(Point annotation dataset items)
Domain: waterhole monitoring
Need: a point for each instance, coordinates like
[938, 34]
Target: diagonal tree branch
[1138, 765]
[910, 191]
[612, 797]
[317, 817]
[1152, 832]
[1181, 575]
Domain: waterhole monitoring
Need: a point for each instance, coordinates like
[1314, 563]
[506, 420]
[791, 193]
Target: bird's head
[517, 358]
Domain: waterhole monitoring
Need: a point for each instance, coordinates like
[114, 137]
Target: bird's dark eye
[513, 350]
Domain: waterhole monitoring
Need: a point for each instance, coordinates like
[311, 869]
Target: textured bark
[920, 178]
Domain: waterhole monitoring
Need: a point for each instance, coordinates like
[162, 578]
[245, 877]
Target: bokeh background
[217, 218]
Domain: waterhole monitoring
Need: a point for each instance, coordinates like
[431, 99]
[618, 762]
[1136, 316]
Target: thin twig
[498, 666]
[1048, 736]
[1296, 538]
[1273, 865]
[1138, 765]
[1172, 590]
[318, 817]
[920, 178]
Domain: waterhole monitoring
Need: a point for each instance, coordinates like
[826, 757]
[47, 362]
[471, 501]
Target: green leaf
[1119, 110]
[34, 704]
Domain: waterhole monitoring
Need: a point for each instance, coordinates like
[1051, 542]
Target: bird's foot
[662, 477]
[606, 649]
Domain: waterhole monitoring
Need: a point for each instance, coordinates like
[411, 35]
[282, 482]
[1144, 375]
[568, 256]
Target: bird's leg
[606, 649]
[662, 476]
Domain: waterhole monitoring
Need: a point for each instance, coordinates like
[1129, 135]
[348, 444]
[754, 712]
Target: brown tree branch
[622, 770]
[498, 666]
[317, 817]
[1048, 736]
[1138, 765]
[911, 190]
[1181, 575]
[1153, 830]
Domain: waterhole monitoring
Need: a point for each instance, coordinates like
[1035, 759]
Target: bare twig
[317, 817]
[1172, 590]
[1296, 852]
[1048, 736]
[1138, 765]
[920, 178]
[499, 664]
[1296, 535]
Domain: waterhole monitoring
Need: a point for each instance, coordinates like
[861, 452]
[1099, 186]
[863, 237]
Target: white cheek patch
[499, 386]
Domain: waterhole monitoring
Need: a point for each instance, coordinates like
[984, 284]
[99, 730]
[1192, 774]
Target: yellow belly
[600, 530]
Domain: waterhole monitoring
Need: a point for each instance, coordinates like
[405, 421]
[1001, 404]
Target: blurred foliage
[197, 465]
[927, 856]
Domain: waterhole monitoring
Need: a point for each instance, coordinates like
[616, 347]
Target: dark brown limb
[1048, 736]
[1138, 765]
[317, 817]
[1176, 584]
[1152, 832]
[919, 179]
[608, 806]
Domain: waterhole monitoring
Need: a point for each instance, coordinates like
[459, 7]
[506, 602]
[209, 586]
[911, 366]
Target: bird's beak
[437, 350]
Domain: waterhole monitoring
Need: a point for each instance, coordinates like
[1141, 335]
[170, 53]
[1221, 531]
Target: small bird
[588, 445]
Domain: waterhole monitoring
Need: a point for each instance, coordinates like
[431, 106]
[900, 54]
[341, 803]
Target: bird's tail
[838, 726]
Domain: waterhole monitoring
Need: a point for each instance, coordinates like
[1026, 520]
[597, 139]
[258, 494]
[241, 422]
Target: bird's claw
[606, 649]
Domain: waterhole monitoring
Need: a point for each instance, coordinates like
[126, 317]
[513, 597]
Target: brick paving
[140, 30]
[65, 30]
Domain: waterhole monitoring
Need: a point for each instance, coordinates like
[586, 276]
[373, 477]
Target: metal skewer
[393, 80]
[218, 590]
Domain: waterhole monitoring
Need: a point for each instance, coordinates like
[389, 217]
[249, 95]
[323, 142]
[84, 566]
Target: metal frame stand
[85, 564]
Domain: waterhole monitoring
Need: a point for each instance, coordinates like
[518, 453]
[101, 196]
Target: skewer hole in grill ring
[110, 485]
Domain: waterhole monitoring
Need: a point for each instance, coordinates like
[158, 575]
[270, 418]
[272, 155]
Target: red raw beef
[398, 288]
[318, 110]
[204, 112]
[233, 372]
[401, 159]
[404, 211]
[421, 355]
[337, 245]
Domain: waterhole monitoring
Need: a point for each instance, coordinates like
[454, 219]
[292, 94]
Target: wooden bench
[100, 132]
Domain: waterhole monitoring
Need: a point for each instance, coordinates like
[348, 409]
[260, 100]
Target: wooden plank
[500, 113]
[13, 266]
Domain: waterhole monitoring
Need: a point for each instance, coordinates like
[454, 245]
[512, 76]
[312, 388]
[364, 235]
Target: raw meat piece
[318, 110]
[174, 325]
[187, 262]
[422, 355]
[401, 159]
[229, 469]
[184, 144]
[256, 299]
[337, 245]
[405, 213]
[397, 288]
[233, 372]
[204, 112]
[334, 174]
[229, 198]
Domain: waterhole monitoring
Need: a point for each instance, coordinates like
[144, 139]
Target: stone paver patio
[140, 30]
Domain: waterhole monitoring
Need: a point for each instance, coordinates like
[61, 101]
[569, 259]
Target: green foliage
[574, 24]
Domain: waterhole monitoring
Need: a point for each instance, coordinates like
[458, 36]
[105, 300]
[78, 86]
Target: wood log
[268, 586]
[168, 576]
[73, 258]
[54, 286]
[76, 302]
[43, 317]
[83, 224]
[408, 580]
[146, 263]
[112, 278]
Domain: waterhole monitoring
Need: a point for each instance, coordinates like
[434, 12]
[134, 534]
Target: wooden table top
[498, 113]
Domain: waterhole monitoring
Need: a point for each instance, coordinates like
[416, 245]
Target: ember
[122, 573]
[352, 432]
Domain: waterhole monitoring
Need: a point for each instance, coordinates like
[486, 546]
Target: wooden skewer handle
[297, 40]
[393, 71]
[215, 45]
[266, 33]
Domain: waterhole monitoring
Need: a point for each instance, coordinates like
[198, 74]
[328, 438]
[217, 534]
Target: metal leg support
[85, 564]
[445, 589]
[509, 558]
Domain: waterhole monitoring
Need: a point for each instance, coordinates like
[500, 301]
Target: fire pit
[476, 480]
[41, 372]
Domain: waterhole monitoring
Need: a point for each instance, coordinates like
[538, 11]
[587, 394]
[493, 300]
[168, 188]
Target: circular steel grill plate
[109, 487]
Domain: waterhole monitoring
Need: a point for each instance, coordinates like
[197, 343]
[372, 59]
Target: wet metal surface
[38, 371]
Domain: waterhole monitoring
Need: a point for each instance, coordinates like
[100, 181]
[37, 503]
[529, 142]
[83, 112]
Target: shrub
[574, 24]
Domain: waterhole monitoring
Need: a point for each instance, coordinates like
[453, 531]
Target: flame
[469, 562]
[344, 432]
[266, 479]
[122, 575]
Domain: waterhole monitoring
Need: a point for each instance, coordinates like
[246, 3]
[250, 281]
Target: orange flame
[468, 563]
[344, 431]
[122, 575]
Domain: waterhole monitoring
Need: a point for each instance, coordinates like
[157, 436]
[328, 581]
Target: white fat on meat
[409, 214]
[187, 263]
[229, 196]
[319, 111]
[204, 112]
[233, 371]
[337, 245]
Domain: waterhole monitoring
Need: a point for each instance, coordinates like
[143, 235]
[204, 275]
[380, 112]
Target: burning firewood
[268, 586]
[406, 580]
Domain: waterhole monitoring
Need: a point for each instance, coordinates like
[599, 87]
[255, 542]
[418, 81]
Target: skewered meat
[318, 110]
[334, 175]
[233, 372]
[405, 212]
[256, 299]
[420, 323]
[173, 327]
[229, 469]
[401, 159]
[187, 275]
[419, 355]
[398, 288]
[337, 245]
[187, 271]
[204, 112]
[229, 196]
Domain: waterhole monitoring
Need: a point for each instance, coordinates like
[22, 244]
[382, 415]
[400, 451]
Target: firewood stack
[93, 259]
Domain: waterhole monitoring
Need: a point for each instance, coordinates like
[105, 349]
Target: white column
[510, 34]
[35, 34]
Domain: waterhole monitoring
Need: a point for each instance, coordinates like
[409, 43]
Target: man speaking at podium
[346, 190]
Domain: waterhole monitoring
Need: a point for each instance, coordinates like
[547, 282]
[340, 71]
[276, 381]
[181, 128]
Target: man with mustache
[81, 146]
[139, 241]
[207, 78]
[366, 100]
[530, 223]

Goal: Collect every line of the items above that contains the string "firewood", treating uppercase and lowercase letters as distinct.

Problem solution:
Target: burning firewood
Target: firewood stack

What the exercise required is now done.